_Work to complete_:
1 > According to the episode text below, how many viewers did "Show Me the Monkey" receive in its original United States broadcast?
2 > Continue the episode text below, starting after its last sentence.

_Exercise text_:
The stolen capuchin monkey named Oscar is played by live animal actor Katie, best known for playing Marcel, Ross Geller's pet monkey, on the sitcom Friends. Near the time of the episode's airing, she had also appeared in Bruce Almighty and an episode of 30 Rock. When the episode's editor first received one take of the scene in which Veronica and Mac sarcastically dance in response to accusations of doing a poor job on a school project, the editor called the writing staff into the editing room; they proceeded to view the scene fifteen times because of its humorous nature. They immediately included the take in the final cut of the episode.

== Reception ==
In its original United States broadcast, "Show Me the Monkey" received 3.23 million viewers, marking a decrease in viewers from "Spit & Eggs" and ranking 92nd of 103 in the weekly rankings.

_Entries shown_:
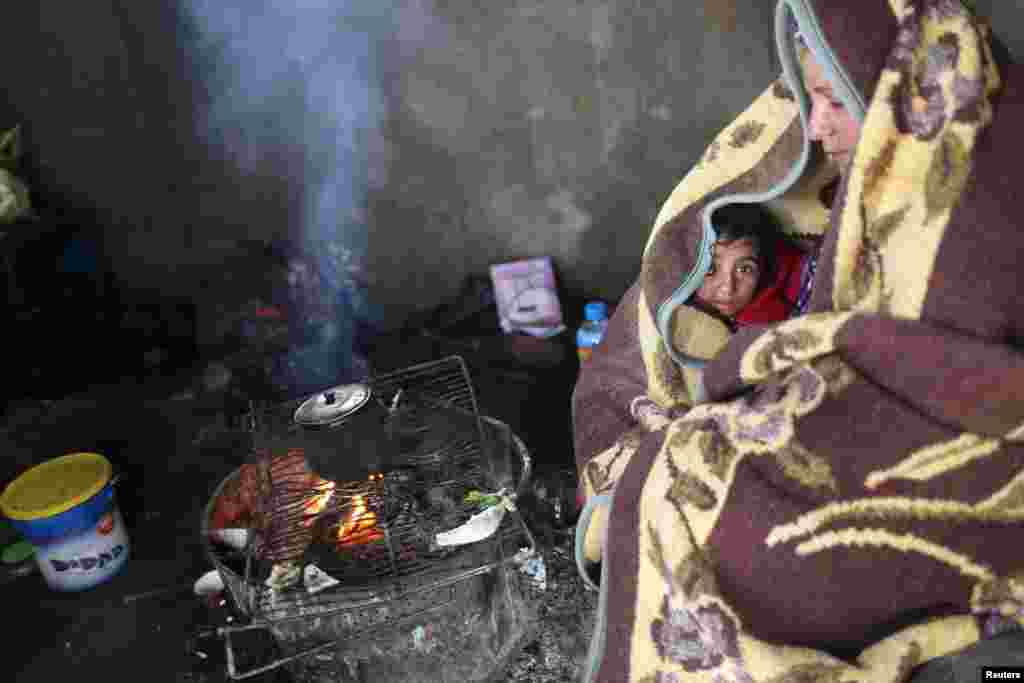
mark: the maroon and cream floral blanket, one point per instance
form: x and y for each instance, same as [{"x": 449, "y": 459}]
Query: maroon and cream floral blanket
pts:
[{"x": 839, "y": 497}]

_Responses by task_:
1 > 3.23 million viewers.

2 >
The episode received positive reviews from television critics. Eric Goldman of IGN gave the episode an 8.2 out of 10, indicating that it was "great". Writing that it was entertaining and developed the plot well, he also lauded Mac's reappearance and her new love interest, opining that it created some interesting character moments for Mac. He was also pleased that the episode "ultimately ended on an optimistic note for Mac and her potential new guy." However, he thought that the episode, as well as the show in general, could not handle controversial issues such as animal testing delicately. Keith McDuffee of AOL TV gave mixed opinions on the development of the show's romantic relationships in the episode; he commented, "And as for Piz trying to woo Veronica a bit, I actually found myself saying "thank God" when [Veronica] was at Logan's door later in the episode." He compared Piz negatively to Logan at the beginning of the first season, and stated that "alas, Piz will have his chance again soon." Television Without Pity graded the episode an "A".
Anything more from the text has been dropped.